Location identification items:
>> Begin
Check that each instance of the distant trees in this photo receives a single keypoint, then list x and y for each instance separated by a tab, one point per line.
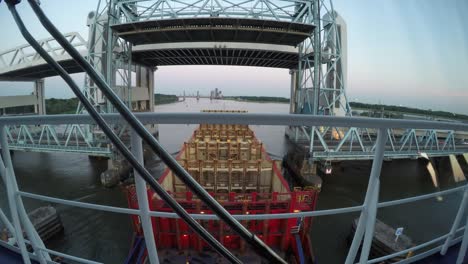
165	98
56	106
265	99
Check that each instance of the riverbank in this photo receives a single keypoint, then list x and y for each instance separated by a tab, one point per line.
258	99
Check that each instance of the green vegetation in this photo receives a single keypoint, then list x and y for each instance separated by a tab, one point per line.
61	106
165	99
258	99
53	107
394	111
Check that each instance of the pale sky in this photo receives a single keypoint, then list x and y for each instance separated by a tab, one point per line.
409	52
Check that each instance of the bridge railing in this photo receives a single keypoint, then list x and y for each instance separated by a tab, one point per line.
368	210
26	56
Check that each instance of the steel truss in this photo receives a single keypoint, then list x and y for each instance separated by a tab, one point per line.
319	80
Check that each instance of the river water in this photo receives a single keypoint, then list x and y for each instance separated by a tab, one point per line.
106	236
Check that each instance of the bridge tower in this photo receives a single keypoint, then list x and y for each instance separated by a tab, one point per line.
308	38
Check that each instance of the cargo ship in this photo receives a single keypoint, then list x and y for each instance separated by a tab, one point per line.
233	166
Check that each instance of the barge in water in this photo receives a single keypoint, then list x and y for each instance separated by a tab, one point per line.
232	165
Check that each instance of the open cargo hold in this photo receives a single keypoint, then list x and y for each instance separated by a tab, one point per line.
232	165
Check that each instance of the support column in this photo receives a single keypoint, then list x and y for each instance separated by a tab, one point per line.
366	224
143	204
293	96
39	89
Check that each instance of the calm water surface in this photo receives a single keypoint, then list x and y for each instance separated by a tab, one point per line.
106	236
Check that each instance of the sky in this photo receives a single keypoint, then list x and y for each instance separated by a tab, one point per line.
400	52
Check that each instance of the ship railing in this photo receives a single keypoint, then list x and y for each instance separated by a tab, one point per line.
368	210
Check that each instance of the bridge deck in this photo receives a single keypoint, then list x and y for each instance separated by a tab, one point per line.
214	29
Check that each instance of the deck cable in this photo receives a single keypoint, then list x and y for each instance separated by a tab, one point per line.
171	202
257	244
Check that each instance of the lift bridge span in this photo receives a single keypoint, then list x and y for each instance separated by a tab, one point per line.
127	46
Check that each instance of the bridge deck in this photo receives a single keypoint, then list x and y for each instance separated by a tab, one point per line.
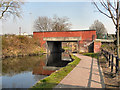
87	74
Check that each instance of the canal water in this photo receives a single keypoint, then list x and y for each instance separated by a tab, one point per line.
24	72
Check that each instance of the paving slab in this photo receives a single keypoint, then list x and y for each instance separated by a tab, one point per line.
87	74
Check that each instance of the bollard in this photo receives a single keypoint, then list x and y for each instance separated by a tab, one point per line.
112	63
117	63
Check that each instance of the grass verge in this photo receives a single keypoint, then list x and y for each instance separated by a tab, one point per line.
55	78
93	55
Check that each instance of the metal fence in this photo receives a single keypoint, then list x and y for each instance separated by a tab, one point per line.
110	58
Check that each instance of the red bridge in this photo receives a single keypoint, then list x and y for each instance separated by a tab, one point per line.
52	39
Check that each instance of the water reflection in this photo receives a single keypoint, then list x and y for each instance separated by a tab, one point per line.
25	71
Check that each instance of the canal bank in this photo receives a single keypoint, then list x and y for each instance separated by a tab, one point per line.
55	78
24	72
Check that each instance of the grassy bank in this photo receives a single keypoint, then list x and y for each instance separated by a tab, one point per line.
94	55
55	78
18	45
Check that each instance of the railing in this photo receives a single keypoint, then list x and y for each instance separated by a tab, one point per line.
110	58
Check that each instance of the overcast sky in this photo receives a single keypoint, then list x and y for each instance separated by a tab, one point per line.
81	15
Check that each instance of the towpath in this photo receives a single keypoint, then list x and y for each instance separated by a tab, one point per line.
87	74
>> End
>> Begin
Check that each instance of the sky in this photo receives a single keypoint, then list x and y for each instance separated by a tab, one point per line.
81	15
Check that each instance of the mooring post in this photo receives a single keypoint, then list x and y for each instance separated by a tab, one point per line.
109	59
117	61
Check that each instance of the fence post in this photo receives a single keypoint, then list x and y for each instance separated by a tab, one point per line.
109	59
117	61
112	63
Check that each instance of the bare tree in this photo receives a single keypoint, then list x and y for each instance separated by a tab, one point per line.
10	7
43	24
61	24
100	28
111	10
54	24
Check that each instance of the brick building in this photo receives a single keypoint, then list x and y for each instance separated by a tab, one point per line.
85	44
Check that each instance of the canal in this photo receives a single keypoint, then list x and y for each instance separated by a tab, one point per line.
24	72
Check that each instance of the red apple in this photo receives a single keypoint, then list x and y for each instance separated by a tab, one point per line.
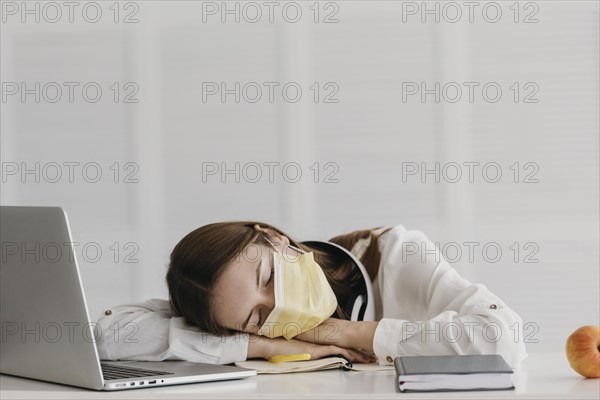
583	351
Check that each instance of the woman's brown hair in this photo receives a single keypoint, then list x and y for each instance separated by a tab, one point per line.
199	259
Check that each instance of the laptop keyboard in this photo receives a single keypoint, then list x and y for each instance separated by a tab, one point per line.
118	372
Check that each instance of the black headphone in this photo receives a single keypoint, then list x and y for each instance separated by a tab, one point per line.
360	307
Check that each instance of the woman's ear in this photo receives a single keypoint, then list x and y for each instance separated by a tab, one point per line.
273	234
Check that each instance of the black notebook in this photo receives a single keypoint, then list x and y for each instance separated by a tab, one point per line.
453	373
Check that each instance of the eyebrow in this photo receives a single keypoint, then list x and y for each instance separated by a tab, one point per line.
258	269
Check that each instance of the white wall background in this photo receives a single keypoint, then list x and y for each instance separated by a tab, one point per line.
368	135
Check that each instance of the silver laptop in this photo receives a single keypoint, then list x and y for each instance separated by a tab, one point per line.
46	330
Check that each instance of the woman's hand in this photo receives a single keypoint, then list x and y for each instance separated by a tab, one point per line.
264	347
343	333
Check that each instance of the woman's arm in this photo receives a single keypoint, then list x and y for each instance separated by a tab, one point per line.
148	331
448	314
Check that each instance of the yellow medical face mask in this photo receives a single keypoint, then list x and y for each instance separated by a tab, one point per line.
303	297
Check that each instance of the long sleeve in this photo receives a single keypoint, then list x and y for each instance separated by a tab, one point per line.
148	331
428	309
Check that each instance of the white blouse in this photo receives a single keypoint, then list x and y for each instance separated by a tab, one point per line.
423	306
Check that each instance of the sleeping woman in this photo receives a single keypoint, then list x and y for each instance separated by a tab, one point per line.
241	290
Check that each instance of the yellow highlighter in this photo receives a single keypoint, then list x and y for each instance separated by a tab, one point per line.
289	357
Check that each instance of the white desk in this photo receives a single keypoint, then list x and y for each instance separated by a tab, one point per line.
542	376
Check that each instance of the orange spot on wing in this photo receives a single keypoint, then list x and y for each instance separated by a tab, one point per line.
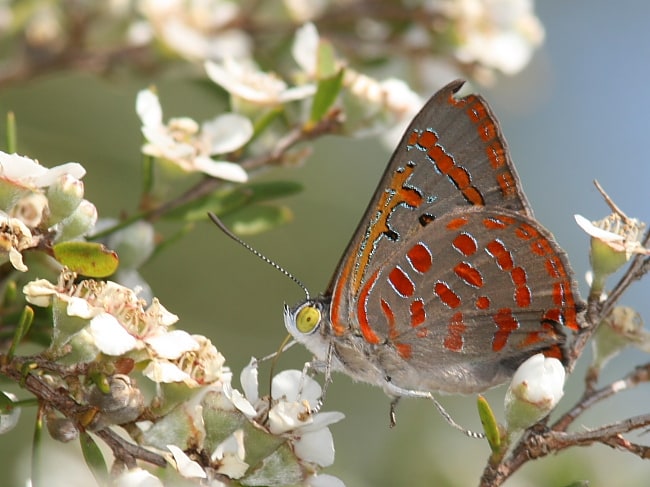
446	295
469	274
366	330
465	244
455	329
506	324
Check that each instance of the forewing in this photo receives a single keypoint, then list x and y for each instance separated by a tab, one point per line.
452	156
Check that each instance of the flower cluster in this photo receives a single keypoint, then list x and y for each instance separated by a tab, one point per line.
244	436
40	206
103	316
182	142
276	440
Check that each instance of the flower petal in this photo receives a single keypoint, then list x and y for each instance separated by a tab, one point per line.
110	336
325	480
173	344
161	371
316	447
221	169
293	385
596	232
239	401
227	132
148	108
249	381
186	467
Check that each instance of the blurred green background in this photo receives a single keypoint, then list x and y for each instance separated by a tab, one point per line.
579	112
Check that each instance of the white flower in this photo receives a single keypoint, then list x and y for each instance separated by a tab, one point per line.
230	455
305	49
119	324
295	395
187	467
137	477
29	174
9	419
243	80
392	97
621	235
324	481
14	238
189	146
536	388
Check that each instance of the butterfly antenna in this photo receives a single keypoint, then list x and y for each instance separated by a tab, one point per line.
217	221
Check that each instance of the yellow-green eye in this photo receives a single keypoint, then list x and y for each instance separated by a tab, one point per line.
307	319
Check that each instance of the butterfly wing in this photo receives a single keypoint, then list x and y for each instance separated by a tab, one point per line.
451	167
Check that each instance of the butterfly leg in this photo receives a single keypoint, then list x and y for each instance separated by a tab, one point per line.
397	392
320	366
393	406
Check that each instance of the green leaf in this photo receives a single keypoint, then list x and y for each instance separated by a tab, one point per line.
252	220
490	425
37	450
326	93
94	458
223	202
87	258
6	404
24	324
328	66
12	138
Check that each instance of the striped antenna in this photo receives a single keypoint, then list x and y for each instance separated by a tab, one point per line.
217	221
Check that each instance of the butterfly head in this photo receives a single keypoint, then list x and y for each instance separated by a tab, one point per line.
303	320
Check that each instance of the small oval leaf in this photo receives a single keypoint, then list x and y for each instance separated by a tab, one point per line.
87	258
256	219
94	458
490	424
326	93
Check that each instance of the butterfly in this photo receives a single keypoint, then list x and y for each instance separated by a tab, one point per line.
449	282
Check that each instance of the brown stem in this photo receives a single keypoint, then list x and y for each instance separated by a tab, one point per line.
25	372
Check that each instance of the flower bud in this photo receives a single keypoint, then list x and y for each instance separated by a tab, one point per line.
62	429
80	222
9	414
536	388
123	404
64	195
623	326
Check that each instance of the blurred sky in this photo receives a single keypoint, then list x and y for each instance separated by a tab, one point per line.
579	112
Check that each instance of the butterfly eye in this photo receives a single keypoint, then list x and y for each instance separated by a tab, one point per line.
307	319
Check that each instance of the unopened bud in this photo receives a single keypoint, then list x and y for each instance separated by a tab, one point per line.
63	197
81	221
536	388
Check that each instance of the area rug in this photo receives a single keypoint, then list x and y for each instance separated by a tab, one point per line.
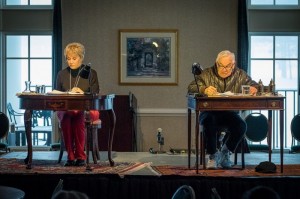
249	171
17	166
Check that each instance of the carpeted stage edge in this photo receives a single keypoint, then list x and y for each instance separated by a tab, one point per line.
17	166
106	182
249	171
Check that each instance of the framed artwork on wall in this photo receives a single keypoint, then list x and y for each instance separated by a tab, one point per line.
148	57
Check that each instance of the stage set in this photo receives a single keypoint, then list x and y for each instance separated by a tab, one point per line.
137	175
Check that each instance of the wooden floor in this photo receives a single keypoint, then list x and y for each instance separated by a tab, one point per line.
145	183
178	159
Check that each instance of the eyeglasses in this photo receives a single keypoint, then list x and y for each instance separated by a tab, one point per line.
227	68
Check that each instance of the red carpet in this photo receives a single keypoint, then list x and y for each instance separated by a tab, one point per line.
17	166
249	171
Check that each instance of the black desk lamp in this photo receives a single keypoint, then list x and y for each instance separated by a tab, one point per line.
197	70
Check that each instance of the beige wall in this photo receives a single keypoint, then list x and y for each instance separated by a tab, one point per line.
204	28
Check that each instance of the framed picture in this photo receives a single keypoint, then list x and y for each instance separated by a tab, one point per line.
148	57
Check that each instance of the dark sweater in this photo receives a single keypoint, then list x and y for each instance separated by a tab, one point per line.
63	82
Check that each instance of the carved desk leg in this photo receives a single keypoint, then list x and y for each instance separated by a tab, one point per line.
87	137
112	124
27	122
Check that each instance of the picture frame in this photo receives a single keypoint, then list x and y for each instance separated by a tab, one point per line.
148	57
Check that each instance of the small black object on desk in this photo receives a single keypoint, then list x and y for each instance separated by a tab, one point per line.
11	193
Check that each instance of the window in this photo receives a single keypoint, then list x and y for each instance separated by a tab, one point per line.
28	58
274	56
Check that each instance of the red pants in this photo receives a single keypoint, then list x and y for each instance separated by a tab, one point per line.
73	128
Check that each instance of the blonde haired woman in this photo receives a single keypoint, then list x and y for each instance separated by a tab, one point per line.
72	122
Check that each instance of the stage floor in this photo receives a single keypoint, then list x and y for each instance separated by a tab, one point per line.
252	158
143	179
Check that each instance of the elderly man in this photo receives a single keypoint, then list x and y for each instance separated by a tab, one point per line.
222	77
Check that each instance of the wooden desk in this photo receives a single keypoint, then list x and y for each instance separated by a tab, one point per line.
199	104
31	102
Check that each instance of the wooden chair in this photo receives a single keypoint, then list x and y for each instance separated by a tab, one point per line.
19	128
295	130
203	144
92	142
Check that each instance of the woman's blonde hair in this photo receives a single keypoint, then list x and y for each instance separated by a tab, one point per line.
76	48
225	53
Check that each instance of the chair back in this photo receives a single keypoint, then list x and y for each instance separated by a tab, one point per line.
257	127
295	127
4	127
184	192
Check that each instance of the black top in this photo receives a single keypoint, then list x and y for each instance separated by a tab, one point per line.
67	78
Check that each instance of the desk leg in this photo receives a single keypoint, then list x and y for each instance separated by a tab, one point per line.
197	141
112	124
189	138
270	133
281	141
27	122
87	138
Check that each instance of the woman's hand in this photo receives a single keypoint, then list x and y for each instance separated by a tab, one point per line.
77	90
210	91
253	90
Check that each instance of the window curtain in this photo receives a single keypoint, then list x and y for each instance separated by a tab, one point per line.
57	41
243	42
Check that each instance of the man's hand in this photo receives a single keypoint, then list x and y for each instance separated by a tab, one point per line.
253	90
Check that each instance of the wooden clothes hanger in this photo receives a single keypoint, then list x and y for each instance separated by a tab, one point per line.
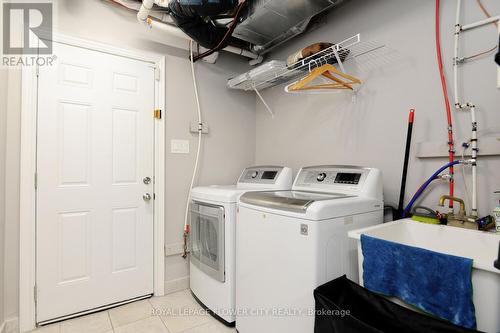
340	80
>> End
> Task to carry out
Show every line in the listing above that contains the word "bridge", copied unchanged. Case counts.

> Task answer
Check that each instance of the bridge railing in this photo receives a single keypoint, then list x and y for each instance separated by a tab, one point per line.
Check that each instance of the bridge tower in this photo receives a single keypoint, then list x and y for each instance separated by a tab, one point per line.
Check that each instance of the bridge deck in this photo receives a single keypoint, then list x and y for each instance separated by a tab, one point per line.
Check that each instance of the lift bridge span in this photo receives a single keypoint, then list x and y for each instance separated by a tab, one point per line.
Check that each instance of the bridge deck in this photo receives a single keypoint, then list x and y for each instance separated by a tab, one point per line.
Check that each instance of the red bridge in this photo receives a single keypoint, then list x and y for each instance separated by a tab, one point per line.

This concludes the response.